Reproduce the listing below in its entirety. Change nothing.

■ ■ ■ ■

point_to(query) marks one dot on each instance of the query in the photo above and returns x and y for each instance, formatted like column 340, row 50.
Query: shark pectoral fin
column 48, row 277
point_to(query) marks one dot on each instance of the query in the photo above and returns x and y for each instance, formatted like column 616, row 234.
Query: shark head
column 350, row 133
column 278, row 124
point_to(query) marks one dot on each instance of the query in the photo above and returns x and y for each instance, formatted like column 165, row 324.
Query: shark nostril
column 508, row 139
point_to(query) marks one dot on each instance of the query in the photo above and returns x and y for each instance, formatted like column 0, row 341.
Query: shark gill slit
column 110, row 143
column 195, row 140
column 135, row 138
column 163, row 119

■ ■ ■ ■

◆ Task answer
point_to(query) marks one dot on each instance of the query in the photo above and returns x and y for each instance, formatted like column 340, row 50.
Query: shark pectoral fin
column 48, row 277
point_to(query) marks one dot on each instance of the query in the photo above and returns x and y for each instance, formatted like column 616, row 234.
Query: shark head
column 350, row 133
column 278, row 124
point_to(query) marks one dot on each instance of the query in the photo above and returns x and y for each instance, formatted like column 165, row 324.
Query: shark nostril
column 508, row 139
point_to(query) marks one dot on each instance of the query in the photo above and returns x and y for each instance, formatted like column 0, row 341.
Query: shark gill slit
column 110, row 143
column 195, row 140
column 135, row 138
column 163, row 119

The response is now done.